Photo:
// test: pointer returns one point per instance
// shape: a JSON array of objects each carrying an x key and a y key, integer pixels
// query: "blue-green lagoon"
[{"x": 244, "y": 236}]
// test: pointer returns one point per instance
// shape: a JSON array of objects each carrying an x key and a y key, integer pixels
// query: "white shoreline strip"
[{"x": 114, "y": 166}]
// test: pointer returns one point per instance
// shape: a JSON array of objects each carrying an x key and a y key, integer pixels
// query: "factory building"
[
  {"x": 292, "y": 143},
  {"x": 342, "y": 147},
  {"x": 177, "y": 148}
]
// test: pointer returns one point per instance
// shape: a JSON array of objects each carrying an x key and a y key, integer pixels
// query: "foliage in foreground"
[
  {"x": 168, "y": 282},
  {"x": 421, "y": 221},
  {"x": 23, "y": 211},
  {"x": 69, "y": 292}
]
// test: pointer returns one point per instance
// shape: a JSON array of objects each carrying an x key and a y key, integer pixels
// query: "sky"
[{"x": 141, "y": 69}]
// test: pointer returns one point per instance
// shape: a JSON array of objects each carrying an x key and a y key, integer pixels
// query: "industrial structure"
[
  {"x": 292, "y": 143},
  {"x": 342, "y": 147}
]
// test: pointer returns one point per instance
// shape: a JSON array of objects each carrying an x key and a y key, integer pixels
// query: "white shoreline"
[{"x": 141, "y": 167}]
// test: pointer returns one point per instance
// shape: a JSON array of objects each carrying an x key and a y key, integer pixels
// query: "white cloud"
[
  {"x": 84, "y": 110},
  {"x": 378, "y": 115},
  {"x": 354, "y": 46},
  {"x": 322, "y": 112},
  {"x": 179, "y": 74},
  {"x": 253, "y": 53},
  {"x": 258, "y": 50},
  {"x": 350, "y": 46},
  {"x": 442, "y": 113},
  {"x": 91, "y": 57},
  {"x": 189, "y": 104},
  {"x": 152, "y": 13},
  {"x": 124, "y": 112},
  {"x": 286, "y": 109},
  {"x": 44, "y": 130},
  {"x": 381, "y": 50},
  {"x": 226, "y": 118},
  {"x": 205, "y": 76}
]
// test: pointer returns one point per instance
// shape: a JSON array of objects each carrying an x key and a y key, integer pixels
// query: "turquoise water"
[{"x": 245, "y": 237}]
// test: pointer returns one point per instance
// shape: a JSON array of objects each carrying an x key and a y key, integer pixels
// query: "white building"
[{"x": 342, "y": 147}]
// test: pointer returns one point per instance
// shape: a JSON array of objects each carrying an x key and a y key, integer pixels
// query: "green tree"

· · · · ·

:: Exercise directions ::
Nothing should be changed: write out all of the data as is.

:: Output of the exercise ::
Photo:
// test: pointer returns one point per instance
// shape: a JSON array of objects each carrying an x key and a y key, integer pixels
// query: "blue-green lagoon"
[{"x": 244, "y": 236}]
// test: pointer returns one point per instance
// shape: a JSON array of objects each carrying an x key and a y key, integer pixels
// query: "white shoreline strip"
[{"x": 114, "y": 166}]
// test: pointer returns one point per instance
// shape: a JSON array of objects each carrying an x key and a y key, integer pixels
// query: "factory building"
[
  {"x": 292, "y": 143},
  {"x": 342, "y": 147},
  {"x": 177, "y": 148}
]
// test: pointer returns one point per instance
// shape: a JSON array of objects each carrying an x key and a y key, integer pixels
// query: "foliage in foreground"
[
  {"x": 168, "y": 282},
  {"x": 421, "y": 221},
  {"x": 23, "y": 211},
  {"x": 69, "y": 292}
]
// test: pointer returns one point per instance
// shape: a JSON array of objects each carrying an x key and a y key, integer pixels
// query: "sky"
[{"x": 141, "y": 69}]
// test: pointer returns one point per instance
// shape: a JSON array of objects each carrying an x key and a y key, integer pixels
// query: "industrial structure"
[
  {"x": 292, "y": 143},
  {"x": 342, "y": 147}
]
// test: pointer returns one point per instance
// shape: a JSON array of objects each carrying an x key and a y key, integer pixels
// query: "white shoreline"
[{"x": 141, "y": 167}]
// test: pointer returns one point per instance
// shape: a JSON array of objects each carrying an x key and a y key, integer pixels
// query: "white cloud"
[
  {"x": 84, "y": 110},
  {"x": 378, "y": 115},
  {"x": 354, "y": 46},
  {"x": 322, "y": 112},
  {"x": 179, "y": 74},
  {"x": 253, "y": 53},
  {"x": 258, "y": 50},
  {"x": 350, "y": 46},
  {"x": 442, "y": 113},
  {"x": 91, "y": 57},
  {"x": 189, "y": 104},
  {"x": 152, "y": 13},
  {"x": 124, "y": 112},
  {"x": 286, "y": 109},
  {"x": 44, "y": 130},
  {"x": 381, "y": 50},
  {"x": 226, "y": 118},
  {"x": 205, "y": 76}
]
// test: pointer returns one point per instance
// shape: a JSON array of objects each carrying an x key and a y key, integer pixels
// query: "turquoise water"
[{"x": 245, "y": 237}]
// test: pointer returns one point per instance
// shape: a JSON array of objects each carrying an x key and a y key, integer pixels
// query: "white building"
[{"x": 342, "y": 147}]
// test: pointer returns one point per instance
// shape: a JSON array of objects each carrying an x key and a y key, integer pixels
// query: "green tree"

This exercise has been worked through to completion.